# TEXT
* begin *
Walnut Season in Benton County! – Gameday Brownies!

Corvallis has several fall celebrations.  Along with the kick-off of Beaver football season in September, there are also Septembeerfest and then Fall Festival.  Considering much of the homes around the university are built on what was once a walnut orchard, there really should be some kind of Walnut Festival!

According to Oregon lore, much of the Willamette Valley had walnut orchards, but the Columbus Day storm of 1962 (yes, just noted the 50 year anniversary!) took it’s toll on the trees.  Portland Monthly reported that the uprooting of these trees made way for some of the wineries and the famed Pinot Noir of this region.

Paul, however, still has one of these ancient trees in his yard – I’m not sure which is older, his house (built circa 1900) or the tree.

Each fall, the walnuts fall.  While many fall in the yard, quite a few thunk thunk on his roof.  Any time of day, there’s one falling. I’m getting used to it, but maybe that isn’t a good thing.  A neighbor stopped by to return something, and I ignored the knocking on the door, presuming there were walnuts falling.
* end *
# EXERCISE REQUIREMENTS
Keep writing the piece about walnut season in Benton County, starting right after its last sentence.

# SUPPLIED INFORMATION
* begin *
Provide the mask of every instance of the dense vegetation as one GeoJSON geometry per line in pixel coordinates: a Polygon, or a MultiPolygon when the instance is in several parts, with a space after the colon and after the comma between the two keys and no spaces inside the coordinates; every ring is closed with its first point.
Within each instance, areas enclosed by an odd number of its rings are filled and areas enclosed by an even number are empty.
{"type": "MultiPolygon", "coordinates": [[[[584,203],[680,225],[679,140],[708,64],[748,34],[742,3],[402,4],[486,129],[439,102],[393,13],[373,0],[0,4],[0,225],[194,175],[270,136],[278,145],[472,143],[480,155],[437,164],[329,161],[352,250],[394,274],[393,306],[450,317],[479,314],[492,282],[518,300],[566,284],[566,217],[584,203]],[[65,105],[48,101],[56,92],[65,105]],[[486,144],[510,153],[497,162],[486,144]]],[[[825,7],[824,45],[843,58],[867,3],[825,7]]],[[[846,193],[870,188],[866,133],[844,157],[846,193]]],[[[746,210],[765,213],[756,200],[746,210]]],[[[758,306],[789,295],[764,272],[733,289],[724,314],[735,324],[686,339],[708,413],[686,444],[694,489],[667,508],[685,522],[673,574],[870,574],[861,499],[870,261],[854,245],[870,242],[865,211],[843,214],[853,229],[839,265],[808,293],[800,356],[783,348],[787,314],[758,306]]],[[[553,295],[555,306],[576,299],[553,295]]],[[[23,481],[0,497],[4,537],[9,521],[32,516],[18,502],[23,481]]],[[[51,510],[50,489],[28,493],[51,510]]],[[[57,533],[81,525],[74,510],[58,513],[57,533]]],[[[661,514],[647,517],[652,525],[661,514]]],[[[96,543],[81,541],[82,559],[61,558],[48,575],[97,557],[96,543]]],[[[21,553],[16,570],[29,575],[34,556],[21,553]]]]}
* end *
# OUTPUT FOR THIS EXERCISE
When I first saw these gifts, I had no idea they were walnuts — they are green and almost look like small granny smith apples.  But they eventually dry and split open revealing… another hard shell, the brown I have always associated with the walnut shell.  These then need to be dried before you can crack them again.  PHEW!

As one can tell, it’s a lot of work to harvest walnuts, but one Saturday afternoon, Paul suggested we do a little work “foraging.”  He handed me some work gloves (because the green outer shell will turn your hands black!), and we set out on the backyard.  It was really a task of sorting.  Sorting the walnuts that were ready to be dried from the ones that need to split for the first time.  Then there was separating the shells from the other matter.  Apparently you don’t want the shells in your compost!

I’m not sure how long the walnuts need to dry before they can be fully enjoyed.  Paul pulled out the box from last year, and with a wrench in hand I had a project.  His neighbor uses a hammer to bust them open, but honestly I don’t really trust my accuracy.

I add walnuts to lots of things

. . . banana walnut oatmeal, salad, but I wanted to showcase these and share them:  Game-day brownies.

Walnut Season in Benton County!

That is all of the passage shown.